Request —
Arrange the records below as a Markdown table with the columns Row and Line. Number each row and leave out any blank lines.
►
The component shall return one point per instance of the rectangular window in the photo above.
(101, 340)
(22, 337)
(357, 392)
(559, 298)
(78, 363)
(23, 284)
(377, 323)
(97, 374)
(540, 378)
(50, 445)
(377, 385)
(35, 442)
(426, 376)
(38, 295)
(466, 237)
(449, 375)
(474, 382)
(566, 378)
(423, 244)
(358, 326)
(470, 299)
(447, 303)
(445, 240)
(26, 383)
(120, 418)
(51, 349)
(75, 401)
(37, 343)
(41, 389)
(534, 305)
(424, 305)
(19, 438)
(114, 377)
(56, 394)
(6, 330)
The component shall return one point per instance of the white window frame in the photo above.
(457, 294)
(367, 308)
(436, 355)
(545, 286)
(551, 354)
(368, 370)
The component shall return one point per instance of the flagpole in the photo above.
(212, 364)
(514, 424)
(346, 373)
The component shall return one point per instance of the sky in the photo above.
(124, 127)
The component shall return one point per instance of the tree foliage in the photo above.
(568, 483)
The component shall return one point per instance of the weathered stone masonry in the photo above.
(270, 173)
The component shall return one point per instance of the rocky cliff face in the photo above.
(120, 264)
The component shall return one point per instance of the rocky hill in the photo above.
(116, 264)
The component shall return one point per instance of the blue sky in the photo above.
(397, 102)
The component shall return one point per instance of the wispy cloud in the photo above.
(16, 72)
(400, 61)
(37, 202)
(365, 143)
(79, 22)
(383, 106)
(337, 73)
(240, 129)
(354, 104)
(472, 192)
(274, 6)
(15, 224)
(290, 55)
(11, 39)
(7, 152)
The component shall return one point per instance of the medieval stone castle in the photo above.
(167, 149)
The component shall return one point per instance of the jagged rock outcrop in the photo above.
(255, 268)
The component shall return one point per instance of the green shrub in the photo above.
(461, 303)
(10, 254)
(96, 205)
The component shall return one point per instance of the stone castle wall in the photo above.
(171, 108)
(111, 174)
◄
Finished answer —
| Row | Line |
|---|---|
| 1 | The component shall return one point per instance of the rectangular window in the photo above. |
| 2 | (101, 340) |
| 3 | (22, 337) |
| 4 | (357, 392) |
| 5 | (559, 298) |
| 6 | (78, 363) |
| 7 | (23, 284) |
| 8 | (377, 323) |
| 9 | (97, 374) |
| 10 | (540, 378) |
| 11 | (50, 445) |
| 12 | (377, 385) |
| 13 | (35, 442) |
| 14 | (426, 376) |
| 15 | (38, 295) |
| 16 | (466, 237) |
| 17 | (449, 375) |
| 18 | (474, 382) |
| 19 | (566, 378) |
| 20 | (423, 244) |
| 21 | (358, 326) |
| 22 | (470, 299) |
| 23 | (447, 303) |
| 24 | (445, 240) |
| 25 | (26, 383) |
| 26 | (120, 418) |
| 27 | (51, 349) |
| 28 | (75, 401) |
| 29 | (37, 343) |
| 30 | (41, 389) |
| 31 | (534, 305) |
| 32 | (424, 305) |
| 33 | (19, 438) |
| 34 | (114, 377) |
| 35 | (56, 394) |
| 36 | (6, 330) |
| 37 | The component shall return one point per instance of the white window frame in the photo above. |
| 38 | (457, 294) |
| 39 | (367, 308) |
| 40 | (436, 355) |
| 41 | (545, 286) |
| 42 | (551, 354) |
| 43 | (368, 370) |
| 44 | The component shall return one point per instance of the flagpole in the photo above. |
| 45 | (212, 364) |
| 46 | (514, 424) |
| 47 | (346, 373) |
| 48 | The component shall return one point per instance of the sky in the photo above. |
| 49 | (124, 127) |
| 50 | The component shall return one point per instance of the tree foliage in the photo above. |
| 51 | (568, 483) |
| 52 | The component shall return one point per instance of the weathered stone masonry in the photo above. |
| 53 | (270, 173) |
| 54 | The component shall return one point per instance of the rocky cliff face in the photo above. |
| 55 | (120, 264) |
| 56 | The component shall return one point per instance of the rocky hill in the photo above. |
| 57 | (116, 264) |
| 58 | The component shall return one point per instance of the blue sky in the photo above. |
| 59 | (397, 102) |
| 60 | The component shall return one point per instance of the wispy cloud in the photo above. |
| 61 | (16, 72) |
| 62 | (400, 61) |
| 63 | (37, 202) |
| 64 | (365, 143) |
| 65 | (79, 22) |
| 66 | (383, 106) |
| 67 | (337, 73) |
| 68 | (240, 129) |
| 69 | (354, 104) |
| 70 | (472, 192) |
| 71 | (274, 6) |
| 72 | (15, 224) |
| 73 | (290, 55) |
| 74 | (11, 39) |
| 75 | (7, 152) |
| 76 | The component shall return one point per instance of the medieval stone castle in the photo above. |
| 77 | (167, 149) |
| 78 | The component shall return one point per instance of the jagged rock outcrop in the photo above. |
| 79 | (255, 268) |
| 80 | The component shall return one point per instance of the green shrub in the photo above. |
| 81 | (461, 303) |
| 82 | (10, 254) |
| 83 | (96, 205) |
| 84 | The component shall return one point per instance of the stone castle wall in the photo above. |
| 85 | (171, 108) |
| 86 | (111, 174) |